Retype exactly the lines that run from the start of the data to the line holding "Where can you see the aircraft", including both, and only those.

* Extracted records:
-- Opening Marker --

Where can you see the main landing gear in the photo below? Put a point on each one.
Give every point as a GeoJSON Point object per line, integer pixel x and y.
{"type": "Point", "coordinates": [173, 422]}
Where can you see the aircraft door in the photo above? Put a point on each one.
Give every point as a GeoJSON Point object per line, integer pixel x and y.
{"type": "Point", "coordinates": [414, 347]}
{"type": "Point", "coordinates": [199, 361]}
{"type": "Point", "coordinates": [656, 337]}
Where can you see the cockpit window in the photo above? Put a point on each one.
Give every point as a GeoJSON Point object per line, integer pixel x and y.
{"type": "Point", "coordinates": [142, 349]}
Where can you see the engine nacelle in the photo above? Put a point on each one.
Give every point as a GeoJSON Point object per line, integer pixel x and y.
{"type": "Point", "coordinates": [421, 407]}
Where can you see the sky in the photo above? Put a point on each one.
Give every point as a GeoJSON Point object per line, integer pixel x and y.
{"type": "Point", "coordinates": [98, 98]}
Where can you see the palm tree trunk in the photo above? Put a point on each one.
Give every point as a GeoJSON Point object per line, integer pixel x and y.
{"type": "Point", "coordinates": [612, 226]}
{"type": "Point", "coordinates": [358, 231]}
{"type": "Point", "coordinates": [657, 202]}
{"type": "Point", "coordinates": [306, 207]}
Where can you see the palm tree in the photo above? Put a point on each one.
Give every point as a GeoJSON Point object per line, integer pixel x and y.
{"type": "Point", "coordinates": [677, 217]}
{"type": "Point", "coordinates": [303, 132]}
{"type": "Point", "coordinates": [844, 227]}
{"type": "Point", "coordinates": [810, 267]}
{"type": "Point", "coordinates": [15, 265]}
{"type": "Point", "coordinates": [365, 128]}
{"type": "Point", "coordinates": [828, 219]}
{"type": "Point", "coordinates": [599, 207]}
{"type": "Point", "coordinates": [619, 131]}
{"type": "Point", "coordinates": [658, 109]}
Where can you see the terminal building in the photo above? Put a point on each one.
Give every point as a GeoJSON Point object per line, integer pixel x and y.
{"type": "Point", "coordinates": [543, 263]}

-- Closing Marker --

* Worked solution:
Where can you see the main landing gear in the photo below? Put a point on each one.
Give every point as a GeoJSON Point object per line, integer pixel x and y.
{"type": "Point", "coordinates": [173, 422]}
Where can you see the aircraft door in the photo above? Put a point on each one.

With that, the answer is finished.